Document »

Retour sur la 64e session de l'ONU et le bras-de-fer Kadhafi-Merz

Publié le 01 octobre 2009 par Francisrichard @francisrichard
Il y a un abysse entre Muammar Kadhafi et Hans-Rudolf Merz [photo ci-contre parue dans 24 Heures ici], entre le bédouin de carnaval, jamais sans sa tente, et le docteur es sciences politiques, entre le barbare et le civilisé, entre le fou..rbe et le naïf. Ils ne jouent pas dans la même cour et ne peuvent pas se comprendre. Que peuvent avoir en commun un dictateur à vie et un président élu démocratiquement pour un an? Rien.

Les discours qu'ils ont prononcés l'un et l'autre devant l'Assemblée générale de l'ONU montrent à quel point ils sont différents, inconciliables. Le premier, Kadhafi, ne respecte pas les règles, le second, Merz, les respecte peut-être trop. Le premier a parlé plus d'une heure et demi, le second a respecté le temps de parole qui lui était imparti, soit bien moins des 15 minutes réglementaires.

L'internaute me pardonnera de m'être contenté du résumé établi par la délégation libyenne (ici), même s'il est plus construit que le discours théâtral effectivement prononcé. Je n'ai pas eu le courage de m'infliger le pensum de la vidéo d'une heure 36 minutes du discours du Guide de la révolution de Libye, prononcé le 23 septembre 2009 et qui a lassé même ses plus chauds admirateurs.

En dehors des effets de scène, comme celui de triturer, déchirer, puis lancer derrière lui la Charte des Nations-Unies, ou de conseiller au président Obama, qu'il appelle mon fils, de devenir comme lui dictateur à vie, ou encore d'évaluer à 77,7 milliards de dollars (?) ce que doivent les anciens colonisateurs aux anciens colonisés, il remet en cause le Machin - comme l'appelait affectueusement le général de Gaulle - en se basant sur le propre préambule de sa propre charte, en contradiction avec la charte elle-même, et en soulignant le jeu trouble poursuivi par le Conseil de Sécurité.

Ses remarques, pas toutes farfelues, montrent à quel point l'ONU est une institution critiquable non seulement parce qu'elle est inefficace et coûteuse, mais parce qu'elle est complètement utopique, qu'elle relève de cette idéologie néfaste qu'est le mondialisme, qu'il ne faut pas confondre avec la mondialisation. Muammar Kadhafi est certes mal placé pour faire des remarques sur la démocratie, mais il n'empêche que ce cynique a raison quand il souligne que, selon le Préambule, les pays sont égaux, qu'ils soient grands ou petits, et que le droit de veto des cinq membres permanents du Conseil de Sécurité est la preuve du contraire.

Kadhafi a raison de dire, en riant sous sa djellabah, qu'il y a contradiction entre les interventions, éventuellement militaires, de pays disposant du droit de veto, et l'affirmation de la Charte selon laquelle aucun pays n'a le droit d'intervenir dans les affaires intérieures d'un autre pays. Il a encore raison de souligner qu'augmenter le nombre de sièges au Conseil de Sécurité ne résoud rien, mais il ne peut que feindre de croire que la solution est de ne plus admettre d'autres membres, mais d'accorder l'égalité à ceux qui en font déjà partie.

[Enregistrements issus d'une source de données]
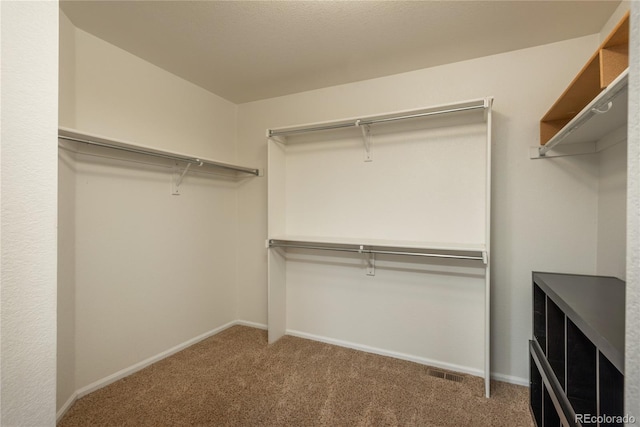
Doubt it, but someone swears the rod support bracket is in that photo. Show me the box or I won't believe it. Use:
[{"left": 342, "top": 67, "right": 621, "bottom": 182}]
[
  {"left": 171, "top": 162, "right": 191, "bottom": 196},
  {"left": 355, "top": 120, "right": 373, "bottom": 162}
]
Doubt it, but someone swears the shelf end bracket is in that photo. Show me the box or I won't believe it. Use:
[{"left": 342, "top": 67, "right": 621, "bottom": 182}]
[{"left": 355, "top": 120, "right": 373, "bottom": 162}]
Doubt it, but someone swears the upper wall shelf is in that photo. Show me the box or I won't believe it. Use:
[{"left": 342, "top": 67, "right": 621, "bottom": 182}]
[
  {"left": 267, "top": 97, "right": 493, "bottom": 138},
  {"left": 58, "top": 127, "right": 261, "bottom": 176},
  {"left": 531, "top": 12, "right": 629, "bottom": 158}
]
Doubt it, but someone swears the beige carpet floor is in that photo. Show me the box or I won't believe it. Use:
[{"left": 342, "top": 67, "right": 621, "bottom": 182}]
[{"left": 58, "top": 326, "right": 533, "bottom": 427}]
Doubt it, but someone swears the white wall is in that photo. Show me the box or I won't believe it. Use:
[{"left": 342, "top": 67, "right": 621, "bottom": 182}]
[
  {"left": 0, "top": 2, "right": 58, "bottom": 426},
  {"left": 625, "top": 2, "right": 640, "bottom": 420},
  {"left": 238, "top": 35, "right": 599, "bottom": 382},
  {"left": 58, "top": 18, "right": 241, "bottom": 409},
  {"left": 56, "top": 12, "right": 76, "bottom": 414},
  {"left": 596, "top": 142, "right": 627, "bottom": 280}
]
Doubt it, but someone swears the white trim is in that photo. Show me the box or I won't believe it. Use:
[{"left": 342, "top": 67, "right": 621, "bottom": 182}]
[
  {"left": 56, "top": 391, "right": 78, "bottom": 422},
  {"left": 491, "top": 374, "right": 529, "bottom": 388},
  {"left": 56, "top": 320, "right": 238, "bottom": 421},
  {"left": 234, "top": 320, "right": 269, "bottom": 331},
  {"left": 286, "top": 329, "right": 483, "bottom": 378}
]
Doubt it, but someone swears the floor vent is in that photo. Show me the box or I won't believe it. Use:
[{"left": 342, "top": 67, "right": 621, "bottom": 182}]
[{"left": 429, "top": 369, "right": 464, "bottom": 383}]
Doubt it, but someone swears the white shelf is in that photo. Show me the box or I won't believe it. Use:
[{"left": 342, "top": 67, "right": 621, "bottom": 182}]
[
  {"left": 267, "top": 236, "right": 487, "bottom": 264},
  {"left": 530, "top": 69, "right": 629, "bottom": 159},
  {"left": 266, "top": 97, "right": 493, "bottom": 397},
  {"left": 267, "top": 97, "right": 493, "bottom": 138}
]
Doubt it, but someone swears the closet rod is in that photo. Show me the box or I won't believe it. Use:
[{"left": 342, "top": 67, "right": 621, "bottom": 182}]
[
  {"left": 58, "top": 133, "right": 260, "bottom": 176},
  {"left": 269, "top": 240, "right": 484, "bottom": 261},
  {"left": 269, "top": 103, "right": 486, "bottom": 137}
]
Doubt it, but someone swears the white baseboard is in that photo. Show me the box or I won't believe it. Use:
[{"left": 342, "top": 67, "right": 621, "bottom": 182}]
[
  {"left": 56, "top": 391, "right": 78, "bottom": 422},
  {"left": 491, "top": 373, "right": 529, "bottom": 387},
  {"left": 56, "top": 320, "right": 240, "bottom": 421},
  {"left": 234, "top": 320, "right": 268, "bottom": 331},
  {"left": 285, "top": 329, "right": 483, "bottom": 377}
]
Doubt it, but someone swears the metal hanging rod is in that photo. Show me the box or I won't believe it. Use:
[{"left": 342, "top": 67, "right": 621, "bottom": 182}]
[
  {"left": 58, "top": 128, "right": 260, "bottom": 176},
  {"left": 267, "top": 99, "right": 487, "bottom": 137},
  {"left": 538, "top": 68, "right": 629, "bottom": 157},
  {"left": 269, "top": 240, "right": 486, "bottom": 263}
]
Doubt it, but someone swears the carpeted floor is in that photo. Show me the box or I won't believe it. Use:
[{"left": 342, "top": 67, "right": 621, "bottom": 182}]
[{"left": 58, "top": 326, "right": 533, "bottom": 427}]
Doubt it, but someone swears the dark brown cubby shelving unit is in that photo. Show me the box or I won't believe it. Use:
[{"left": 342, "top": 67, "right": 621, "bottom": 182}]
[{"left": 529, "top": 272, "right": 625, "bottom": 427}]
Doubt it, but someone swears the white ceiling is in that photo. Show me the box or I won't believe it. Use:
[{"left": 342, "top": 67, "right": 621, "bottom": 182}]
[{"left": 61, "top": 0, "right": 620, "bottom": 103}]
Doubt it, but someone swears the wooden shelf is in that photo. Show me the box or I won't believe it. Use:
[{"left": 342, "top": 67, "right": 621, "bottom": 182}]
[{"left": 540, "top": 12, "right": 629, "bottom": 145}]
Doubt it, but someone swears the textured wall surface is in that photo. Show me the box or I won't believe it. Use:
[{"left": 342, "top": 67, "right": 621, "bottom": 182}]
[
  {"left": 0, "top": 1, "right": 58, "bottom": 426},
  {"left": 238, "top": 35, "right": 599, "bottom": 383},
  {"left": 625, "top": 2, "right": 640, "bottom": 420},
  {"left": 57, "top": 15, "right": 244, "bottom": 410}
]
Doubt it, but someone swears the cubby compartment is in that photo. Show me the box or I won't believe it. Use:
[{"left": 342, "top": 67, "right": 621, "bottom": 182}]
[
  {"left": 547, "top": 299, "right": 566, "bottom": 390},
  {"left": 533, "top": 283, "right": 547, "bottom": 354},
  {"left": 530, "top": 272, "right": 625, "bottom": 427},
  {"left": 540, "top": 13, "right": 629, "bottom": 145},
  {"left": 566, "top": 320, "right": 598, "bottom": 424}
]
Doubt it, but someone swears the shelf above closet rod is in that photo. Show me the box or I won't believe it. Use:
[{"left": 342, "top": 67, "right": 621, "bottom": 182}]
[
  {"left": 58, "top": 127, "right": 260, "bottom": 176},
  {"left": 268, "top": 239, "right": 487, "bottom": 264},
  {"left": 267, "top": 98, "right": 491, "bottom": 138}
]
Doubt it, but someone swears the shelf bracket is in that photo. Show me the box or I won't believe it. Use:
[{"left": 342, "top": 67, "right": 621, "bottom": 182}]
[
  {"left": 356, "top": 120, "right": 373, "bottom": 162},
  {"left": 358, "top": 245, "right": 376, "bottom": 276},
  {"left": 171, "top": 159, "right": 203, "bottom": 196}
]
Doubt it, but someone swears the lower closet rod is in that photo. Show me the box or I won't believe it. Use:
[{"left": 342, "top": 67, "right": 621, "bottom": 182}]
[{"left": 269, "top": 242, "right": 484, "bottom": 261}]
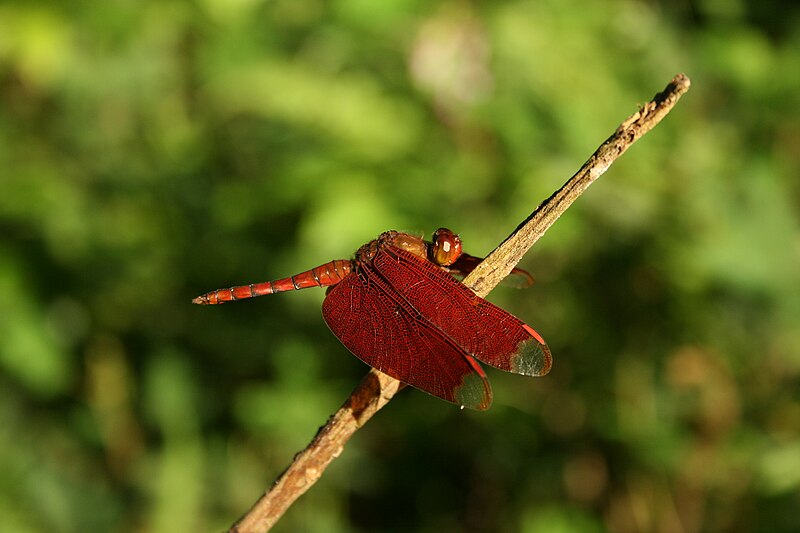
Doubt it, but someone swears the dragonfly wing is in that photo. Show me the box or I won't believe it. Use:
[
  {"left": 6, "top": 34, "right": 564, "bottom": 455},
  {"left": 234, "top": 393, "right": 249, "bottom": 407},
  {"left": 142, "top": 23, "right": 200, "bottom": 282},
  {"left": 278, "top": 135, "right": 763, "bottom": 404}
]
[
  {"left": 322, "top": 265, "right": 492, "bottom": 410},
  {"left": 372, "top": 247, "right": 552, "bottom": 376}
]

Travail demandé »
a) D'après l'article sur la 64e session de l'ONU, à quelle date Kadhafi a-t-il prononcé son discours devant l'Assemblée générale ?
b) Rédigez la suite de l'article sur la 64e session de l'ONU en partant de sa dernière phrase.

Réponses par tâche »
a) Le 23 septembre 2009.

b)
Tel quel, selon lui, le Conseil de Sécurité devrait être appelé le Conseil de la terreur. Les super-puissances se servent de l'ONU pour servir leurs intérêts et, au lieu d'apporter au monde la sécurité, ne lui apportent que terreur et sanctions. Parole d'expert...Il en tire la conclusion que le monde n'a pas à suivre ses règles et ses décisions. Il aimerait bien que l'Union Africaine dispose d'un siège au Conseil de Sécurité et qu'après avoir siégé 50 ans dans l'hémisphère nord l'Assemblée générale de l'Organisation se tienne dans l'hémisphère sud pendant les 50 prochaines années...

En contre-point, dans son discours prononcé le lendemain (ici), Hans-Rudolf Merz dit tout le bien qu'il pense de l'ONU, même si elle peut mieux faire :

La coopération internationale est devenue vitale. L'ONU est le lieu où une telle coopération est mise en oeuvre. Aujourd'hui, le monde a plus que jamais besoin de l'ONU. L'ONU doit poursuivre sur le chemin de la réforme afin de renforcer sa légitimité.

Il salue le rôle de l'ONU :

L'ONU a une légitimité unique pour jouer un rôle actif dans la prévention des conflits, la médiation, la protection des civils, le maintien et la consolidation de la paix. Mon pays salue l'engagement accru de l'ONU dans ces domaines et préconise surtout le renforcement des capacités de prévention et de

médiation du système onusien.


Il se montre plus critique envers le G20 qui doit développer ses échanges avec l'ONU :

Le G-20 manque de légitimité et ne dispose pas de procédures transparentes pour décider des sanctions. Les membres du G-20 eux-mêmes ne sont pas soumis au même type d'examen. La Suisse préconise une égalité de traitement et une meilleure consultation entre les non-membres du G-20.

Il se fait défenseur de l'économie libérale :

La crise actuelle a parfois été utilisée par certains pour remettre en cause l'économie de marché et la globalisation. Je ne conteste pas le besoin de réforme, les échecs et les abus ayant été trop grands pour être ignorés. Nous devons toutefois nous rappeler que c'est également grâce à l'ordre économique libéral et à l'ouverture des marchés qu'une bonne partie de la population mondiale est sortie de la pauvreté.

Mais dans le même temps il souhaite que les voix du FMI, de la Banque Mondiale, du PNUD [Programme des Nations-Unies pour le développement], de l'ONU, soit autant de Machins, se fassent entendre par le G-20; il promet que la Suisse maintiendra son aide au développement; il propose la création d'une taxe CO2 à l'échelle mondiale fondée sur le principe du pollueur-payeur.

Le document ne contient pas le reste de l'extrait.